### JOBS
A. Decide whether each statement agrees with the Santiago Genovés text, answering yes or no and quoting the deciding words: (i) Genovés was born in Orense, Galicia, Spain; (ii) the "Peace Project" experiment took place in 1983; (iii) the raft crew besides Genovés was six men and four women.
B. According to the Santiago Genovés text, who made the 2018 documentary film The Raft?

### SOURCE DOCUMENT
- Born: 31 December 1923 Orense, Galicia, Spain
- Died: 5 September 2013 (aged 89)
- Education: National School of Anthropology and History University of Cambridge
- Known for: "Peace Project" raft experiment
- Awards: Pope John XXIII Memorial International Peace Prize
- Scientific career
- Workplaces: National Autonomous University of Mexico

= Santiago Genovés =

Mexican anthropologist (1923–2013)

Santiago Genovés Tarazaga (31 December 1923 – 5 September 2013) was a Spanish-born Mexican anthropologist affiliated with the National Autonomous University of Mexico (UNAM). He is best remembered for the 1973 "Peace Project" experiment that he designed, in which he and ten other people (four men and six women) aimed to sail on the Acali raft from the Canary Islands, a Spanish archipelago in Africa, to Cozumel island, Mexico. He hoped that this experiment would shed light on the causes of violence in humans and on how it could be prevented. The 101-day experiment, frequently dubbed the "Sex Raft" by the media, was the subject of the 2018 documentary film The Raft, by Marcus Lindeen.

[Collection entries]
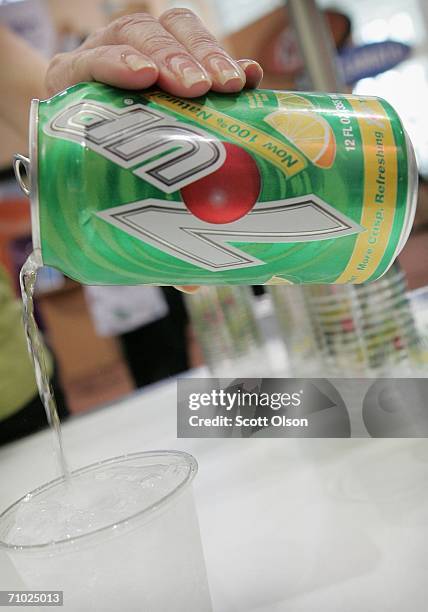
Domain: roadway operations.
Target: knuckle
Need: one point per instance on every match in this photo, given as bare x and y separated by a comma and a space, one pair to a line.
175, 14
76, 62
123, 25
56, 61
203, 43
155, 43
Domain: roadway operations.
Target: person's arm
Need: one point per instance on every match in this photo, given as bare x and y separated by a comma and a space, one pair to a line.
22, 77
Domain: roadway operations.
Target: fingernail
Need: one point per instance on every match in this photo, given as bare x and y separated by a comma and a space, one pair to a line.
246, 63
136, 62
188, 71
226, 70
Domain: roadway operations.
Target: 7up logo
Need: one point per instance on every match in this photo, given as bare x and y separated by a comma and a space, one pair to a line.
174, 156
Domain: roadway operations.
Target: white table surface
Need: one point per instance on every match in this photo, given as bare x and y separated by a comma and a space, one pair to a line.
295, 525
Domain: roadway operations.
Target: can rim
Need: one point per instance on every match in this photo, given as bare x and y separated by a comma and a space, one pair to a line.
34, 186
411, 200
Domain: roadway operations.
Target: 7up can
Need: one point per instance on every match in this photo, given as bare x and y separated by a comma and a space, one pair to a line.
251, 188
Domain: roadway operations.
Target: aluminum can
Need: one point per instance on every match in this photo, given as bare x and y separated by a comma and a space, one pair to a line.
260, 187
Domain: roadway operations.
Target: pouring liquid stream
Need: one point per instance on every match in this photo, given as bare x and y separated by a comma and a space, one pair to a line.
28, 277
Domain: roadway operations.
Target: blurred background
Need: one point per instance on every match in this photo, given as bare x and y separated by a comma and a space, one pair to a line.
109, 343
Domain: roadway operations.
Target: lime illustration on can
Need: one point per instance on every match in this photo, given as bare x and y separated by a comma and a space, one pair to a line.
250, 188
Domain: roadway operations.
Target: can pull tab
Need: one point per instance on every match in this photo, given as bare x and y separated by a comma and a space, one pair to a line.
19, 162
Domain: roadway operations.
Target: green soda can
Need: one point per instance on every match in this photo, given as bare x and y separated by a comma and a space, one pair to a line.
251, 188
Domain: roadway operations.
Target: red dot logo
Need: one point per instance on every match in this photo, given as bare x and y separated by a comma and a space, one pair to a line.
227, 194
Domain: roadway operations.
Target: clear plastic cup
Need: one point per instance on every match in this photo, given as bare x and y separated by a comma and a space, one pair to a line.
228, 332
123, 534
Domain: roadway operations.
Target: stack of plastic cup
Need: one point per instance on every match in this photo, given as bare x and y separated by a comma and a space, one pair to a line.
356, 330
227, 331
296, 329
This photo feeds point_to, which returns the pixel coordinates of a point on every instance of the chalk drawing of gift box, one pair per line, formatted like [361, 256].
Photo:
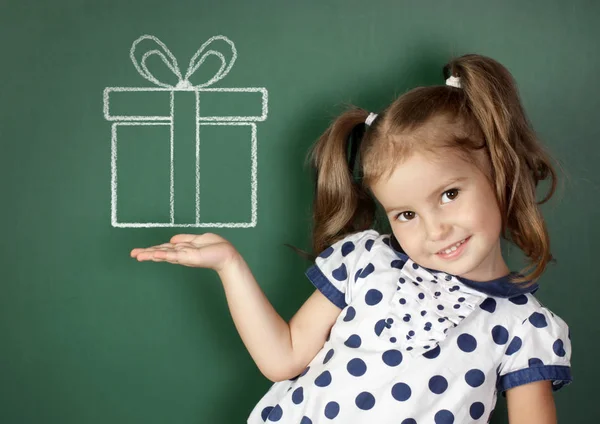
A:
[184, 155]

### WRITTEN ANSWERS
A.
(i) Yes: "Born: 31 December 1923 Orense, Galicia, Spain"
(ii) No: "the 1973 "Peace Project" experiment"
(iii) No: "ten other people (four men and six women)"

B. Marcus Lindeen